**Given request:** Reproduce exactly the lines from the one containing "Find the elephant ear" through the last line of the data, both ends included.

Saved data entries:
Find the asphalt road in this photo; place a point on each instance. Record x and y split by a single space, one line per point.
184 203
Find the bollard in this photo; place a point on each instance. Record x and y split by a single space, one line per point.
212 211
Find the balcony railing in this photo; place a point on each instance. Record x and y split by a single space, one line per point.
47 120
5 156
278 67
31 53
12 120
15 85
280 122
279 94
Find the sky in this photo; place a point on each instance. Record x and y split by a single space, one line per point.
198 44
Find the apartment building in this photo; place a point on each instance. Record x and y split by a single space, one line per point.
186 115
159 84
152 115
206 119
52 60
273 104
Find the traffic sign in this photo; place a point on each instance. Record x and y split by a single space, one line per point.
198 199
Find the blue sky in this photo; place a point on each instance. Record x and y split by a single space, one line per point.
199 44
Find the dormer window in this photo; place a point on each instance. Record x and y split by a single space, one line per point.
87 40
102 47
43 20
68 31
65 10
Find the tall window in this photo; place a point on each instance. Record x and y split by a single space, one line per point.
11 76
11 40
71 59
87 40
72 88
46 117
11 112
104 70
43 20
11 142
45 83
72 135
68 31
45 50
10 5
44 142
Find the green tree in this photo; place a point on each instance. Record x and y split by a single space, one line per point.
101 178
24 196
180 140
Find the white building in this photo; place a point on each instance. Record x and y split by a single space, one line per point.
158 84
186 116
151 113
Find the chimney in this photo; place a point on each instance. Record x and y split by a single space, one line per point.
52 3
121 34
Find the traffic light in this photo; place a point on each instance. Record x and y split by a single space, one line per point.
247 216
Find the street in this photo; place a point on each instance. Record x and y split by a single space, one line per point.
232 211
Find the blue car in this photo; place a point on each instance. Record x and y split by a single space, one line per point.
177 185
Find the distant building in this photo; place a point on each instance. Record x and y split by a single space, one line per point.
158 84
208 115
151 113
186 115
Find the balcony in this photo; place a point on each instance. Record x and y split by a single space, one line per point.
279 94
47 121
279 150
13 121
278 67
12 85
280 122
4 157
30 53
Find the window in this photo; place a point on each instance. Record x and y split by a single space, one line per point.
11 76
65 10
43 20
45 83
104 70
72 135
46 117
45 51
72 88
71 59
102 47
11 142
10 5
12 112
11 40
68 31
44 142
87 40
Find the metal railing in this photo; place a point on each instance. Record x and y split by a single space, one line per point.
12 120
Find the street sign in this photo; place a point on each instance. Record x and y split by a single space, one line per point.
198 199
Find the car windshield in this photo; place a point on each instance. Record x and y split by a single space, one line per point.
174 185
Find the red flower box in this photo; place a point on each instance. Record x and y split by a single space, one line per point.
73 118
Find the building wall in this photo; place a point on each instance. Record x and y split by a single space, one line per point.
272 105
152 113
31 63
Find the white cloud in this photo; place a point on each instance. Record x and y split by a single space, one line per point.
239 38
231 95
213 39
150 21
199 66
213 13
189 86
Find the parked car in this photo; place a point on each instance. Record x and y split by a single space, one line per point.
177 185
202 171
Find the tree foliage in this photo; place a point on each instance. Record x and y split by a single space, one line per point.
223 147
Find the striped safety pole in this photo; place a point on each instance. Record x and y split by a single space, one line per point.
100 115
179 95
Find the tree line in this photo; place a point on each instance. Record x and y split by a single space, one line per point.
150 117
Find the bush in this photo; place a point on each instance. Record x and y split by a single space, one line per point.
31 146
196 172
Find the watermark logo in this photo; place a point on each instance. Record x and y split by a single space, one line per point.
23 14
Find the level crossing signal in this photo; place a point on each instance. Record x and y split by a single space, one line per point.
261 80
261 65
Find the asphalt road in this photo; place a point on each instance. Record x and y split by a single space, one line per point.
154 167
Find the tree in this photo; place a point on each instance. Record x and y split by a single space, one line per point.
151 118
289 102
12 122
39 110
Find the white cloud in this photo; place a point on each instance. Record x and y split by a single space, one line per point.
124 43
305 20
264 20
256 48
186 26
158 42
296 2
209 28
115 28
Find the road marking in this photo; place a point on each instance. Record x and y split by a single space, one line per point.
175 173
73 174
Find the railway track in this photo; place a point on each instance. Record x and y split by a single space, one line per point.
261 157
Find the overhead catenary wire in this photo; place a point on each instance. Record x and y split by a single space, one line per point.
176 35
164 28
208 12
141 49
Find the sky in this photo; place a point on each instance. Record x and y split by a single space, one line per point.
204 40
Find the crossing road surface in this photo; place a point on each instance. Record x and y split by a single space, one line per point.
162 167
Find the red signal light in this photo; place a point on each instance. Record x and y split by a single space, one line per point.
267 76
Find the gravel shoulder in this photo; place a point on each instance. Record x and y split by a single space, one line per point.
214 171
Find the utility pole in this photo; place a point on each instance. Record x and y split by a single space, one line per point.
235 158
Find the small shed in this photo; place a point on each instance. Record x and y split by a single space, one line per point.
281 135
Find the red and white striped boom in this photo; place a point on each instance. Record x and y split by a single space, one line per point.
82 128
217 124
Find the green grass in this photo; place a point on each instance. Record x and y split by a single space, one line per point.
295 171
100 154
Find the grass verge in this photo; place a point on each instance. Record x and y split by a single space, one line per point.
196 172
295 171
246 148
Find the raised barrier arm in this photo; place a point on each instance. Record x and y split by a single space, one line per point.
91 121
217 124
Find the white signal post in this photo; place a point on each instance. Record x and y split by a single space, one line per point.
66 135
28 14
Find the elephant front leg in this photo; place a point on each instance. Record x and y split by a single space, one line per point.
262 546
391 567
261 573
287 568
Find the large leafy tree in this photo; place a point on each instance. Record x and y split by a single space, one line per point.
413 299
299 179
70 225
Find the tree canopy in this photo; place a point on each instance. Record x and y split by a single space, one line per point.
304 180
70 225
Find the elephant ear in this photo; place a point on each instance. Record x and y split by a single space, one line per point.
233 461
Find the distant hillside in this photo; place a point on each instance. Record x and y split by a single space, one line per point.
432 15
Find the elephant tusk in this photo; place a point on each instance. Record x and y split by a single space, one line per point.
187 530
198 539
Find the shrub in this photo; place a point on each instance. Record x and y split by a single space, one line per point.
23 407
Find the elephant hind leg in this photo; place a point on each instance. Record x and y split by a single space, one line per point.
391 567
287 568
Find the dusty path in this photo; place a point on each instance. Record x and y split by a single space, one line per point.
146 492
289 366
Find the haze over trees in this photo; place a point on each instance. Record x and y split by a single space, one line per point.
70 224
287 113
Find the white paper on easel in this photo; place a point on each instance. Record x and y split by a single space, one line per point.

**Solution for this exercise:**
Find the elephant ear in this photo; place a point on each instance. Record x and y split by a single space, one line per point.
233 461
Find the distant hillside in this photo; place a point on each instance. Record x and y split by a single space, one line per point.
432 15
Find the elephant tusk in this photo; place a point on each instance. Record x and y split by a single space, one line per point.
187 530
198 539
Find the shrub in this photo; place a point on each instance. Record x and y split by a single space, one line per point.
23 407
Find the elephant hind leg in this photo; place a point on each instance. Record x and y split by a single space, one line per point.
391 567
287 568
Find the dusty path in this photo; place a point on each instance. Record x and y split by a single space, one line per point.
146 492
289 366
Find the haze over trees in this photo; place a point on each instance. Record x and y split by a single space, one line per point.
70 224
287 113
Find the white paper on easel in this photo; place a point on each instance. Record x and y split by a single space, one line per point.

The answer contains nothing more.